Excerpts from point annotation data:
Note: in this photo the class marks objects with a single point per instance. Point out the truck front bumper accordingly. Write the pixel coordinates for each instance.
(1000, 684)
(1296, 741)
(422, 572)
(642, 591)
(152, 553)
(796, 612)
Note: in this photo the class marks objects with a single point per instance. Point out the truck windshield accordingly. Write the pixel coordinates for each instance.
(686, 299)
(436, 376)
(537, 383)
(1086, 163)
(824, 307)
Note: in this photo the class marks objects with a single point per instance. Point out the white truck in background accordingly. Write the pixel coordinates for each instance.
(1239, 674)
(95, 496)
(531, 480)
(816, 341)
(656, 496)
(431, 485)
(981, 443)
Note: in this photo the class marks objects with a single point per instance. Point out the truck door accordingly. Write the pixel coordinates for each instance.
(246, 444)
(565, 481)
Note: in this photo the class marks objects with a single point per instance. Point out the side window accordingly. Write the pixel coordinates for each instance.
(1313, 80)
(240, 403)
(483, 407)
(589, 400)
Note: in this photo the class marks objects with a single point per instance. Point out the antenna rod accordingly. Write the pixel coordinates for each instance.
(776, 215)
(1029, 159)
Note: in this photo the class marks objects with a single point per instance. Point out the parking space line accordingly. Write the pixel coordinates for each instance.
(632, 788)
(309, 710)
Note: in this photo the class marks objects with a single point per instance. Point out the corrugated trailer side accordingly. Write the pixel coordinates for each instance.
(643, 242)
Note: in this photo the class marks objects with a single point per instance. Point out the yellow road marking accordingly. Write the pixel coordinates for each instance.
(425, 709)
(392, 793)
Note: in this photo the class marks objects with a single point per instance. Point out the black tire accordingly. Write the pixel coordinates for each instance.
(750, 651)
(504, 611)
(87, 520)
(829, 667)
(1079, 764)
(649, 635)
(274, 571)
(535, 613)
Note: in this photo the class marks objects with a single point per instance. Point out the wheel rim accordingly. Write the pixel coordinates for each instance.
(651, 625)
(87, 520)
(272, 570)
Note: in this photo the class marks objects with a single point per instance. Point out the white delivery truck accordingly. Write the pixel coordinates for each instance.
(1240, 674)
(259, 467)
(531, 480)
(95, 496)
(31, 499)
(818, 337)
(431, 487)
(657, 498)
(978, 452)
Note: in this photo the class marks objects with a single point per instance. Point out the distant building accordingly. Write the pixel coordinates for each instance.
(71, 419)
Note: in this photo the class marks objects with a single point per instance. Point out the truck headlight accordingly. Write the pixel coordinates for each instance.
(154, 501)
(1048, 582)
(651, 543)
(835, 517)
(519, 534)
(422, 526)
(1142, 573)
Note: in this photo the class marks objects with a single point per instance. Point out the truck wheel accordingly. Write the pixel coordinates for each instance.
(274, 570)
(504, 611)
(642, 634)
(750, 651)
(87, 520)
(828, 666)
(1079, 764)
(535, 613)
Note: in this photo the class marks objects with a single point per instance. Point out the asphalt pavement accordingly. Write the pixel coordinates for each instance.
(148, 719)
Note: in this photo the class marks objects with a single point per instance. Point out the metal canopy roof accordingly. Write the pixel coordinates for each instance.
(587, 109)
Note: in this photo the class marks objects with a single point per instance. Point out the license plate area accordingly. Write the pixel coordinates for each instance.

...

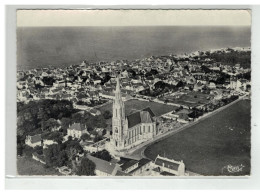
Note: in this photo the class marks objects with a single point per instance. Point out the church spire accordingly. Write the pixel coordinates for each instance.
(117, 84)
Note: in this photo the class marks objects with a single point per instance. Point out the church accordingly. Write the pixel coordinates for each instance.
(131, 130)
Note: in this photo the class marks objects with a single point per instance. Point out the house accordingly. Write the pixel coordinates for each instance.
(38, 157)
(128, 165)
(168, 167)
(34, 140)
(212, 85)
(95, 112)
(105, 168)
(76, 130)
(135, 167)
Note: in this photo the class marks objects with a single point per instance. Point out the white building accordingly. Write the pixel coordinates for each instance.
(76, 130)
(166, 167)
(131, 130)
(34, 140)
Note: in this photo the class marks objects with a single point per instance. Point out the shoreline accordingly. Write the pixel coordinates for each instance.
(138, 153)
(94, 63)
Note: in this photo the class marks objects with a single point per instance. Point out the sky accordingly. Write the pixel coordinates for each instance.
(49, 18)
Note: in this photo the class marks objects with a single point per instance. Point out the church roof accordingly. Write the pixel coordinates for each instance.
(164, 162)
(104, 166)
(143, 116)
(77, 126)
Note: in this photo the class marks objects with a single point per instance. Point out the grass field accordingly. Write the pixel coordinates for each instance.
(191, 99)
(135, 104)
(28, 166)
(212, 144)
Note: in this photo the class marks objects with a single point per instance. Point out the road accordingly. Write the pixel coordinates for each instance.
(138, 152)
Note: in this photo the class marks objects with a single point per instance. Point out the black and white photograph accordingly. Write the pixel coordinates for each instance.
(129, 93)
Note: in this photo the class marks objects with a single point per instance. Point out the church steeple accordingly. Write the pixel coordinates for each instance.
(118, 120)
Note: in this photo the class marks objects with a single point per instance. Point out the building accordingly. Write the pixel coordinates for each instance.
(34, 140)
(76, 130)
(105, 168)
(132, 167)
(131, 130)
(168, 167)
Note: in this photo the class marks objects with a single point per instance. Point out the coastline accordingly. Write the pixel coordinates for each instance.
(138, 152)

Stated goal:
Show every line in the data above that contains the string "building". Matching is case-sensitive.

Expected answer:
Note: in this photo the class marks objects with a single point per instance. Point out the distant building accordingly. Write the pixel coordinates for each instance.
Note: in this photo the class marks objects with a single point per instance. Point out the white building accordingly. Write the pixel coordinates for each instance.
Note: in this photo the class marks objects with a single point per instance. Point out the building accordingly. Write the pixel coordinates for each instance.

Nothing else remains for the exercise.